To do →
1. According to the article on Kenya's mobile-money response to COVID-19, for how long will person-to-person M-Pesa transactions under 1000 Kenyan Schillings be free?
2. Write the next part of the article on Kenya's mobile-money response to COVID-19, picking up after its final sentence.

-- Exercise passage follows --

Kenya turns to its mobile-money dominance to stem the spread of COVID-19

Kenya’s largest teleco, Safaricom, will implement a fee-waiver on East Africa’s leading mobile-money product, M-Pesa, to reduce the physical exchange of currency in response to the COVID-19 outbreak. The company announced that all person-to-person (P2P) transactions under 1000 Kenyan Schillings (≈ $10) would be free starting Tuesday for the next 90 days. The move came […]

Kenya’s largest teleco, Safaricom, will implement a fee-waiver on East Africa’s leading mobile-money product, M-Pesa, to reduce the physical exchange of currency in response to the COVID-19 outbreak.

The company announced that all person-to-person (P2P) transactions under 1000 Kenyan Schillings (≈ $10) would be free starting Tuesday for the next 90 days.

The move came after Safaricom met with the country’s Central Bank and per a directive from Kenya’s President Uhuru Kenyatta “to explore ways of deepening mobile-money usage to reduce risk of spreading the virus through physical handling of cash,” according to a release provided to TechCrunch from Safaricom.

To increase the use of digital-payments over cash, the East African telecom will also allow SMEs to increase their daily M-Pesa transaction limits from 70,000 Kenyan Schillings to 150,000 (≈ $700 to $1500).

The measures represent the ability of the Kenyan government to use digital-finance as a lever to influence social-distancing and P2P transactions in an infectious health crisis.

-- Exercise passage concluded --
-- Data follows --

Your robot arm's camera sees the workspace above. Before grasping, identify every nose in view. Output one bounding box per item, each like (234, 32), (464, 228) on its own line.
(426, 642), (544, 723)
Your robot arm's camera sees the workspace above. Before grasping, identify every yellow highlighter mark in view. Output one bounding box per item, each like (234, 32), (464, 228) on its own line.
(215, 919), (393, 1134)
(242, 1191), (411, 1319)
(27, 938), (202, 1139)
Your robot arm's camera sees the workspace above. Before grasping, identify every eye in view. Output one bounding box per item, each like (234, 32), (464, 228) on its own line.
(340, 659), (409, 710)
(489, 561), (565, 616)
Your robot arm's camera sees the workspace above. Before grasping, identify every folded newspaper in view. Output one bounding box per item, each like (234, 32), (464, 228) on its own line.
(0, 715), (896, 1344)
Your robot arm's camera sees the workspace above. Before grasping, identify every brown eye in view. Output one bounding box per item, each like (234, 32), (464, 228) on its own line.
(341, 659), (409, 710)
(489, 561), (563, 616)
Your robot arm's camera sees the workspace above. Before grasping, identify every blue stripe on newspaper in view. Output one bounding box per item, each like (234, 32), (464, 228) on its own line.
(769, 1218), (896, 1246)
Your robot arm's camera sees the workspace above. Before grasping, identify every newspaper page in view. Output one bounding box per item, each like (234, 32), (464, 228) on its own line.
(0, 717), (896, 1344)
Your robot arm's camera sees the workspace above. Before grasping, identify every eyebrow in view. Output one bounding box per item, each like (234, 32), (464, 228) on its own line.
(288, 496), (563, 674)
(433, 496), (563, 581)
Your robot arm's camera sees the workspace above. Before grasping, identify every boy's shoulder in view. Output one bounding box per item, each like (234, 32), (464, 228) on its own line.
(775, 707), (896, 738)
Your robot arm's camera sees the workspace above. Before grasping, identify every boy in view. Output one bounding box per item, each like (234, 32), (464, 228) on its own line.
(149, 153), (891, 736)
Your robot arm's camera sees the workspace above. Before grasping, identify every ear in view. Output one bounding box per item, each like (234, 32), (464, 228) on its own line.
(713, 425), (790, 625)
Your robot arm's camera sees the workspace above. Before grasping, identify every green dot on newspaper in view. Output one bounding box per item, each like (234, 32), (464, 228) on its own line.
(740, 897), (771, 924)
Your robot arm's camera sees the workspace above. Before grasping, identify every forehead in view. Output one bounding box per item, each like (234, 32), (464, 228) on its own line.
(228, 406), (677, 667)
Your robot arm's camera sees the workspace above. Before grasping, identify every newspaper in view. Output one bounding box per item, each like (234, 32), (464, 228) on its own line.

-- Data concluded --

Results →
1. They will be free for 90 days, starting Tuesday.

2.
M-Pesa has 20.5 million customers across a network of 176,000 agents and generates around one-fourth ($531 million) of Safaricom’s ≈ $2.2 billion annual revenues (2018).

In some respects, having all that output on one platform represents systemic risks to Kenya’s economy.  But in the case of a global health pandemic spread by human contact, the dominance of mobile-money in the country provides a policy-tool to encourage digital vs. physical contact on a wide scale through financial transactions.

Kenya has only three cases of COVID-19 (aka coronavirus), according to Worldometer, but the country is taking cautionary measures. President Uhuru cancelled two foreign meetings due to the virus, the univeristy of Nairobi shut-down classes and a number of companies in the country are encouraging workers to telecommute, according to local sources and press reporting.